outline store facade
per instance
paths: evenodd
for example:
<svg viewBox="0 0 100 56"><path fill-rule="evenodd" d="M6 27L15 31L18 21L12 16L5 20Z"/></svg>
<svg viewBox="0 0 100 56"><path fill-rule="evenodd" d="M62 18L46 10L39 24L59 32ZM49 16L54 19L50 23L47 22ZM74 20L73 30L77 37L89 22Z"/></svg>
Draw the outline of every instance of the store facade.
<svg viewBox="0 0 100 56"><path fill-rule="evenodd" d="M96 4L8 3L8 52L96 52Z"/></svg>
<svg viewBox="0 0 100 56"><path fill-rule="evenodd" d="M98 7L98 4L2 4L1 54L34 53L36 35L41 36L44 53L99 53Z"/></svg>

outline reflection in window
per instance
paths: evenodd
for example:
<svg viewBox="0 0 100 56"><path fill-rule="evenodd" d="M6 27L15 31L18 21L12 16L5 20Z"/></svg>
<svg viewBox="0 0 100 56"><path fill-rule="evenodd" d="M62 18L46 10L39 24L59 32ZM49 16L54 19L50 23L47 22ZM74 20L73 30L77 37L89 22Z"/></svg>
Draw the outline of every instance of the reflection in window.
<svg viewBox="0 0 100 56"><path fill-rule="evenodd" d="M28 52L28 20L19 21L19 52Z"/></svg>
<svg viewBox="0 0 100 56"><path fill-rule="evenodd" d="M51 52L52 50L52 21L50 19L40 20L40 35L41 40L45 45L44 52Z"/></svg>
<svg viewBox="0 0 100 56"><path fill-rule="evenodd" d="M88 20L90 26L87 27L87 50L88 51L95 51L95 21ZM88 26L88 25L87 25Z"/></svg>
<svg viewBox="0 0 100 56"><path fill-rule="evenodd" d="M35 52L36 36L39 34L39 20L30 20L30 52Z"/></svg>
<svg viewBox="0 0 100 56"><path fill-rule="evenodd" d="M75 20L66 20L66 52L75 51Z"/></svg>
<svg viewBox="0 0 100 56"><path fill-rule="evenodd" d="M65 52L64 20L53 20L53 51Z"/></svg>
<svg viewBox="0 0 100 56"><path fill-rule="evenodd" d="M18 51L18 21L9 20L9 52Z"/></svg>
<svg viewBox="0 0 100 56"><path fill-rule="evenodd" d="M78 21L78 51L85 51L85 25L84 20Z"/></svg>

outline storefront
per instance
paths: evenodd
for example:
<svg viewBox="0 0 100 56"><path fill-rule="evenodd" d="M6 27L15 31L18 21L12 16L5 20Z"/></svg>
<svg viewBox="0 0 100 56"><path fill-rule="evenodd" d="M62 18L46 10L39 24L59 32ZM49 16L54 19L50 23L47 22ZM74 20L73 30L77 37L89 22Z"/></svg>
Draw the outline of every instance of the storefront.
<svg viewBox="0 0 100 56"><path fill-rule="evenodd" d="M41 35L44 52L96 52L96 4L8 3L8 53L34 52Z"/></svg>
____________
**What you have to do**. Could you write out the lines of the listing between the line holding "outline reflection in window" and the line holding "52L64 20L53 20L53", inclusive, with "reflection in window" renamed to "window reflection" and everything else left unchanged?

**Written response**.
outline window reflection
per instance
paths: evenodd
for example:
<svg viewBox="0 0 100 56"><path fill-rule="evenodd" d="M6 27L15 31L18 21L12 16L5 20Z"/></svg>
<svg viewBox="0 0 100 56"><path fill-rule="evenodd" d="M62 18L46 10L39 24L59 32ZM49 16L54 19L50 23L47 22ZM74 20L73 30L77 37L89 22Z"/></svg>
Draw the outline of every instance of the window reflection.
<svg viewBox="0 0 100 56"><path fill-rule="evenodd" d="M28 52L28 20L19 21L19 52Z"/></svg>
<svg viewBox="0 0 100 56"><path fill-rule="evenodd" d="M51 52L52 50L52 21L50 19L40 20L40 35L41 40L45 45L44 52Z"/></svg>
<svg viewBox="0 0 100 56"><path fill-rule="evenodd" d="M88 20L90 26L87 27L87 50L88 51L95 51L95 21ZM88 26L88 25L87 25Z"/></svg>
<svg viewBox="0 0 100 56"><path fill-rule="evenodd" d="M35 52L36 36L39 34L39 20L30 20L30 52Z"/></svg>
<svg viewBox="0 0 100 56"><path fill-rule="evenodd" d="M75 20L66 20L66 52L75 51Z"/></svg>
<svg viewBox="0 0 100 56"><path fill-rule="evenodd" d="M65 52L64 20L53 20L53 51Z"/></svg>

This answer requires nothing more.